Can you write out all of these items again, replacing "one dot per instance" with "a dot for each instance" and changing nothing else?

━━━━━ Source records

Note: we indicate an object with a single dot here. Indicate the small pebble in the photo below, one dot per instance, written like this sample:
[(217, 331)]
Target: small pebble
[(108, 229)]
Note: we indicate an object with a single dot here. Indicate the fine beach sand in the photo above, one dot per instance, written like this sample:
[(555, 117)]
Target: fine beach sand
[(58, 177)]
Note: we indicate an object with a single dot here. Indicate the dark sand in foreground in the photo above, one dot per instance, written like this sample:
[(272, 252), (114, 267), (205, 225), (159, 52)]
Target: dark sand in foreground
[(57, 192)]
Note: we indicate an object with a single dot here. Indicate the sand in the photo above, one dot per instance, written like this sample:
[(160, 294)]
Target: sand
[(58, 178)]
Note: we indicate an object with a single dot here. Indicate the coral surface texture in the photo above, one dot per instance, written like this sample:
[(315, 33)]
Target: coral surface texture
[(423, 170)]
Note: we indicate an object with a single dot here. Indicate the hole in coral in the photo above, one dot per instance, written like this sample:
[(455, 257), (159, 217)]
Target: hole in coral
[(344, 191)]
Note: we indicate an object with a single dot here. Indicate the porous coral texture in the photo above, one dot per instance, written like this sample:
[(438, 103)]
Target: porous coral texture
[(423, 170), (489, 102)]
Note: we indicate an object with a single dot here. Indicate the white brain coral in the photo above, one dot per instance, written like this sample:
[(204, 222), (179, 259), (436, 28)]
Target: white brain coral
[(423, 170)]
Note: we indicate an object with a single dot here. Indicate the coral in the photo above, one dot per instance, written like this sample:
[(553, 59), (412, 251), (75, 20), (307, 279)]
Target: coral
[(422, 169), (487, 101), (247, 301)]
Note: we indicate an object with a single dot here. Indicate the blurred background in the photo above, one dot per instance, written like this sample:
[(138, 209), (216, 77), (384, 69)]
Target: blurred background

━━━━━━━━━━

__Exercise answer__
Note: we indicate an object with a single dot here. Indicate the small pebble in the photo below, a dot for each instance, written like this sample:
[(217, 331)]
Target: small pebble
[(108, 229)]
Note: we indicate an object with a single dot here. Indicate the fine beach sand in the photo above, a dot for each instance, written like this sample:
[(555, 117)]
Target: fine beach sand
[(58, 177)]
Note: we indicate an object with a single dot here. Indicate the dark sand in foreground in the photo above, a dot for each instance, written like this sample:
[(272, 252), (114, 267), (205, 225), (159, 52)]
Target: dark sand in foreground
[(57, 192)]
Note: we indicate an object with a single dot here. Indicate the sand in the photo above, a dot for each instance, written like this sample:
[(160, 294)]
Target: sand
[(58, 178)]
Note: we indicate an object with a single dot here. Indicate the coral surface texture in the photo above, a dot for each instance, written like this sample:
[(315, 33)]
Target: coral surface texture
[(423, 170)]
Note: we indicate an object with a single dot here. Indicate the hole in coral in the photo above, a dot for each instance, written like this sample:
[(455, 257), (159, 217)]
Target: hole in coral
[(344, 191)]
Note: we indicate an object with a single dot here. Indicate the porous coral texture in the photo above, a dot for each instance, written like this sample:
[(438, 103)]
Target: porous coral texture
[(423, 170), (489, 102)]
Note: we indicate an object with a single dot here. Indicate the white brain coral in the photo above, a dot for each instance, written like this sample:
[(204, 222), (179, 259), (436, 28)]
Target: white brain coral
[(423, 170)]
Note: we indicate an object with a single dot here. Indicate the coral in the photo above, a dot for each instance, written like this sample:
[(553, 59), (412, 251), (75, 20), (307, 279)]
Target: coral
[(422, 169), (487, 101), (247, 301)]
Note: we indicate an object with a single dot here. Indicate the blurred background in the photo above, a dot for each instance, written like this sample:
[(138, 209), (216, 77), (384, 69)]
Target: blurred background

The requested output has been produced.